* Estratto della fonte *
════

L'ultimo lupo locandina[Roma – Cinema Adriano – Martedì, 24 marzo 2015]

[InGenere Cinema] I produttori cinesi di questo film sono venuti a cercarla: che cosa è successo da Sette anni in Tibet a L’ultimo lupo?

[JJA] Avevo letto il romanzo, trovandolo assolutamente straordinario, e alla lettura mi sono detto “È un vero peccato che io non possa andare in Cina per fare di questo romanzo un film”. Un po’ di tempo dopo si sono presentati da me dei signori sorridenti che venivano da Pechino, offrendomi di realizzare proprio questo film. Io li ho ringraziati dicendo loro “Mi dispiace, ma io non sono il benvenuto nel vostro paese” e loro mi hanno risposto “La Cina è cambiata e noi abbiamo bisogno di lei, non sappiamo in che altro modo possiamo realizzare questo film. Sappiamo che lei ama le minoranze, sappiamo che ama il lupo, sicuramente amerà la Mongolia e speriamo che ami anche noi”. E io mi sono fidato. Confesso che ogni giorno [questo progetto è iniziato nel 2007] a chiunque mi chiedesse “Come sta andando?” io avevo l’accortezza di rispondere “Finora tutto straordinariamente bene” e questo “finora” era scaramantico, perché temevo che qualcosa potesse cambiare. Invece non è cambiato assolutamente nulla, ho goduto della libertà più assoluta, ho scelto i luoghi, il cast, ho scritto io stesso la sceneggiatura, ho realizzato il montaggio, ho scelto il compositore per le musiche e nessuno ha avuto niente in contrario. Un mese prima della presentazione del film in Cina, a Pechino, ho ricevuto la visita del Ministro, che mi ha detto “Non si preoccupi dei risultati al botteghino, a noi il film piace moltissimo”. Credetemi, è raro sentirsi dire una cosa del genere, è qualcosa di inedito nella carriera e nella vita di un regista. Davvero, mai sentito nulla del genere prima d’ora.

L'ultimo lupo foto 4[InGenere Cinema] La Rivoluzione Culturale quanto ha influito sulla vita dei lupi? Cosa è stato peggio per loro, i cacciatori? La Rivoluzione Culturale? Qual è il più grande pericolo che hanno vissuto?

[JJA] La Rivoluzione Culturale ha generato una tale fame in tutto il paese che la preoccupazione era quella di rendere agricoli tutti i terreni. Hanno tentato di trasformare la Mongolia in un immenso terreno agricolo, ma naturalmente era impossibile farlo a causa dell’elevato numero di lupi. La Cina ha fatto esattamente la stessa cosa successa in Francia, vale a dire che il governo ha istituito un corpo militare dedito allo sterminio dei lupi. Esiste tuttora un ramo della gendarmeria con il compito di ucciderli.

════

* Problema da risolvere *
Prosegui l'intervista sul film L'ultimo lupo a partire dall'ultima frase riportata. Le voci riportate più avanti non sono necessarie.

════

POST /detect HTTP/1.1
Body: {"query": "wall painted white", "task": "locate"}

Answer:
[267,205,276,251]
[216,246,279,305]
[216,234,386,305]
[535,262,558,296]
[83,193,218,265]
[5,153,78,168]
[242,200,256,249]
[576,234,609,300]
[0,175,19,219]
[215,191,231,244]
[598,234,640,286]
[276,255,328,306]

════

* Risposta all'esercizio *
È una tradizione in tutti i paesi che iniziano questa trasformazione agricola, quella di sbarazzarsi dei lupi. Uno dei motivi per cui ho amato il romanzo è l’universalità del tema. I problemi che si sono manifestati in Cina negli anni sessanta sono stati identici a quelli che abbiamo riscontrato noi in Francia o che sono avvenuti in Australia o in Canada. Il mio interesse nel realizzare questo film era proprio mostrare che questa storia, per quanto ambientata in Mongolia, in realtà rifletta tante situazioni analoghe in altri paesi.

[InGenere Cinema] I suoi film sono sempre girati in esterni. Da cosa nasce questo amore per la natura, per le storie non comuni che legano quasi sempre uomini e animali?

[JJA] Questo è il mio terzo film che ha come protagonisti gli animali, ma ho anche girato film con grandi star hollywoodiane, con giovani donne e con attori francesi. Per quanto riguarda il mio amore per la natura, è una cosa che ho sviluppato da bambino. Ricordo quanto ero felice di trascorrere del tempo nel giardino di casa e quanto mi piaceva durante le vacanze estive poter andare in campagna o andare al mare. Mi piaceva sentire il vento, la tempesta, la neve. Per questo motivo, quando sono alla ricerca di un soggetto per un film, istintivamente rimango attratto da storie ambientate in luoghi remoti e solitari, o in luoghi che mi fanno sognare, sperando di far sognare anche il pubblico insieme a me. La vita a volte è fatta di azzardi e di casualità.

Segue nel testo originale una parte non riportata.